• [PROBLEM DESCRIPTION]: In the records below, find each line holding the word "wall" and copy it.

• [AVAILABLE DATA]:
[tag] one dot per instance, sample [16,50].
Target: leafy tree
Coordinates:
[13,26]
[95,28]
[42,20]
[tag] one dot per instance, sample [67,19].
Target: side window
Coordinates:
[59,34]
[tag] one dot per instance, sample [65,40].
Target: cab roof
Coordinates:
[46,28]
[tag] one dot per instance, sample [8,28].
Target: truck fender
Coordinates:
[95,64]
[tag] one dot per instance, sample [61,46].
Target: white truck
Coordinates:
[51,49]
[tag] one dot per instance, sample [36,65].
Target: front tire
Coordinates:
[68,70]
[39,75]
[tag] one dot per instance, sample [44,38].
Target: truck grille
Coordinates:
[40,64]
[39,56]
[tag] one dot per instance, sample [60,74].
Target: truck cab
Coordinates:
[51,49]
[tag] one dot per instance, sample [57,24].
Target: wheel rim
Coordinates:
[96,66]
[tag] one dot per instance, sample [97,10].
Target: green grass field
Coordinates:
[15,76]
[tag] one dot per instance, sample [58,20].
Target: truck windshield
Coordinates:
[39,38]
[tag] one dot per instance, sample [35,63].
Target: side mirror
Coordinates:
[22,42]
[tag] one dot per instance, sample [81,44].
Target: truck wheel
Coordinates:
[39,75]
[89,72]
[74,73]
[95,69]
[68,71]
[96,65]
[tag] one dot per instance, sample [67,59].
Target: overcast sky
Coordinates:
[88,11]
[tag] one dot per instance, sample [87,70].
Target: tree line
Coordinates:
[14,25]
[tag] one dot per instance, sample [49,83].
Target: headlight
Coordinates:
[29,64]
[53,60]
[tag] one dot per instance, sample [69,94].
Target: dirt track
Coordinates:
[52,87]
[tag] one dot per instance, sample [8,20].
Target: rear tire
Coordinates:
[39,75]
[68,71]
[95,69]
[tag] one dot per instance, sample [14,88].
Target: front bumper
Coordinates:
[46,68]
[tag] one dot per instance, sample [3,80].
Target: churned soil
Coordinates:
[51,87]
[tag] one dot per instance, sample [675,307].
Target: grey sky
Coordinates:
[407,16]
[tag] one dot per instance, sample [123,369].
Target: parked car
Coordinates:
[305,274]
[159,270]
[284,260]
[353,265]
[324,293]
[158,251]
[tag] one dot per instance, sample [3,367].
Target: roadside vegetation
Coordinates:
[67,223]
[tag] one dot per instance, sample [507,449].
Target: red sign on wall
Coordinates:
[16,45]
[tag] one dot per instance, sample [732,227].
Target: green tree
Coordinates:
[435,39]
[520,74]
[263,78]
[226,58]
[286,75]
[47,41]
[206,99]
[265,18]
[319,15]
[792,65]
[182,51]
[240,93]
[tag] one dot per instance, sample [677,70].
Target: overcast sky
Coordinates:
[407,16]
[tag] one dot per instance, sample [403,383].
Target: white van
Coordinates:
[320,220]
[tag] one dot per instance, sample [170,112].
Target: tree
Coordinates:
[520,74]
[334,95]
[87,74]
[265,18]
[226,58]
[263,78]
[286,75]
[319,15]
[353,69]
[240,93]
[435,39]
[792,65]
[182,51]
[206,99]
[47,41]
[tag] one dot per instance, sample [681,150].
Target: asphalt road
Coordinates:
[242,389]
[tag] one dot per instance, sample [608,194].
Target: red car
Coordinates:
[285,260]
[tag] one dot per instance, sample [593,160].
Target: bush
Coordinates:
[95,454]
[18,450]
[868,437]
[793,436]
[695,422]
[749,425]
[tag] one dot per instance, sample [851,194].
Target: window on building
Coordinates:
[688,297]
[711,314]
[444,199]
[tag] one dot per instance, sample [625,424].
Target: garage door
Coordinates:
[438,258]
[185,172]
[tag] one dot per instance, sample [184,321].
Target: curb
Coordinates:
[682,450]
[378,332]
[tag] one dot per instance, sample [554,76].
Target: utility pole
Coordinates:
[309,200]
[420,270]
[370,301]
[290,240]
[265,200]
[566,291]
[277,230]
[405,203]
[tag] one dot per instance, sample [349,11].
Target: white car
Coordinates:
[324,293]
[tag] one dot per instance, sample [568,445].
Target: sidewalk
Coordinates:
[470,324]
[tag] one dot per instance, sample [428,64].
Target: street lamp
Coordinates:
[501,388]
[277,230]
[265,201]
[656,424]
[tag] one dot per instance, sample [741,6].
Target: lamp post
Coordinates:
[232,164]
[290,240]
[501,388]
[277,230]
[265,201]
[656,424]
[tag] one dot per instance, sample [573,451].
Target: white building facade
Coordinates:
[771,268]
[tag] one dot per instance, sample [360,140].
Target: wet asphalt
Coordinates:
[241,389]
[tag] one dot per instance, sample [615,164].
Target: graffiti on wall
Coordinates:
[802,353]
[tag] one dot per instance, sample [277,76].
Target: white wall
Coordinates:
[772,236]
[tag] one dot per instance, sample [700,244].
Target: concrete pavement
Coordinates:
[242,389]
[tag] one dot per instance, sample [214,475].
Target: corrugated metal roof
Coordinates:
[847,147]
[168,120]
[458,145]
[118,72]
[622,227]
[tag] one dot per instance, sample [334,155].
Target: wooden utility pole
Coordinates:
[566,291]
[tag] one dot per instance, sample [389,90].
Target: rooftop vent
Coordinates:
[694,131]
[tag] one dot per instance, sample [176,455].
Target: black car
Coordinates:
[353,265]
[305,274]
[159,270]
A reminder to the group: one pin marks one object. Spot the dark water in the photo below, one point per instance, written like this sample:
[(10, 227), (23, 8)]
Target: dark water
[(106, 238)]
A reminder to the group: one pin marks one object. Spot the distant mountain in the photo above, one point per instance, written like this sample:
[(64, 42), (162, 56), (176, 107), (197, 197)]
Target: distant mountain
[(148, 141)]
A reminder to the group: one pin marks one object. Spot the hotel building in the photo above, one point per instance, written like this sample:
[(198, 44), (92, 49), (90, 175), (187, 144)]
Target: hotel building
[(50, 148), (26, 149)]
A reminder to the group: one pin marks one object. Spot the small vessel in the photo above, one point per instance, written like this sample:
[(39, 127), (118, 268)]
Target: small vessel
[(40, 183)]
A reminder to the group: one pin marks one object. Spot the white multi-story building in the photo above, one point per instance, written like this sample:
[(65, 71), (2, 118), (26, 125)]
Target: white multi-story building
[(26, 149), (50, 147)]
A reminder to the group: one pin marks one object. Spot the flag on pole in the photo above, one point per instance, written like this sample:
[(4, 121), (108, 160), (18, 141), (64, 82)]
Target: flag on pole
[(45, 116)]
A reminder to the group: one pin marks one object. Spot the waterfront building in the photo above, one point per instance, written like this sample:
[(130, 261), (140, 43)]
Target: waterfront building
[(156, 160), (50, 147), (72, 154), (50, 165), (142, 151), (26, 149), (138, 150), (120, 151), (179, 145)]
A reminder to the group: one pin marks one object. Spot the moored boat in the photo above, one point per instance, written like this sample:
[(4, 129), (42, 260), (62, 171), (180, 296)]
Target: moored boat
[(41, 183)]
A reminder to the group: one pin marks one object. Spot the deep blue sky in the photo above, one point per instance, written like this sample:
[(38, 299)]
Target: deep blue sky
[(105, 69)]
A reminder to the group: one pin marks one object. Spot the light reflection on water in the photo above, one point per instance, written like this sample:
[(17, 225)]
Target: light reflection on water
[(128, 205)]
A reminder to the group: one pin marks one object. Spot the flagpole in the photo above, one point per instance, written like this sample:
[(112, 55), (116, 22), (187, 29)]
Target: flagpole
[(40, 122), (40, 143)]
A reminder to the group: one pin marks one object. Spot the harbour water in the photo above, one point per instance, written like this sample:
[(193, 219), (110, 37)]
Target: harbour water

• [EXERCISE SOLUTION]:
Target: red sign on wall
Target: graffiti on wall
Target: white wall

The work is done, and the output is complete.